== Segment start ==
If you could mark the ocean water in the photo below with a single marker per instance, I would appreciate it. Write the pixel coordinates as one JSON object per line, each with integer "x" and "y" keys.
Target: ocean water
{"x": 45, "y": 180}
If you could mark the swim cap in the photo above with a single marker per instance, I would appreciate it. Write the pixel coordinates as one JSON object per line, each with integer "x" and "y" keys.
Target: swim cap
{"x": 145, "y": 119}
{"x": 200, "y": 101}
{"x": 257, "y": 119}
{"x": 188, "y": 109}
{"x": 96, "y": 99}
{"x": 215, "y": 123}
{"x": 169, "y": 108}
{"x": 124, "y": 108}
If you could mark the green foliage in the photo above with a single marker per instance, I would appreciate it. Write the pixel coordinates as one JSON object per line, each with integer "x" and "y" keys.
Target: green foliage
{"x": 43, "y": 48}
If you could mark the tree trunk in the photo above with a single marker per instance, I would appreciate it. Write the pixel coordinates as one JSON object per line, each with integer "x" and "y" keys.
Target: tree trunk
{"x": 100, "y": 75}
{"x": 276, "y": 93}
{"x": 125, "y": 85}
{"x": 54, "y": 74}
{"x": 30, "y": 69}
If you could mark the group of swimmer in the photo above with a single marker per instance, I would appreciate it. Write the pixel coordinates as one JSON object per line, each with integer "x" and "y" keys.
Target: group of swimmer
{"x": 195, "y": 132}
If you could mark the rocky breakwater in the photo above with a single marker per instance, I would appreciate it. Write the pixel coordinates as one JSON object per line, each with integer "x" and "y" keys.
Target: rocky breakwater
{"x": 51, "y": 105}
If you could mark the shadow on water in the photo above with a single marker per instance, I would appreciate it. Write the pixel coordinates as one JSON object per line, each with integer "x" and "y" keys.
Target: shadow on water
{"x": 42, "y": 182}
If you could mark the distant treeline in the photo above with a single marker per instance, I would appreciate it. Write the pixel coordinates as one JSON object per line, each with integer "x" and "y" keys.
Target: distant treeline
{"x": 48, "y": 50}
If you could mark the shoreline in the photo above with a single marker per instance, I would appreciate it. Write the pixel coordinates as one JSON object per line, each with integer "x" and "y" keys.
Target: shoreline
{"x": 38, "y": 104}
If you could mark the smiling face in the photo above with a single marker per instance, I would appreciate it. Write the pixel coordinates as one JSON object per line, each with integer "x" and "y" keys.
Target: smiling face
== Segment end ==
PROBLEM DETAILS
Return the number of lines in the data above that include the word "face", and nothing else.

RESULT OF THIS EXERCISE
2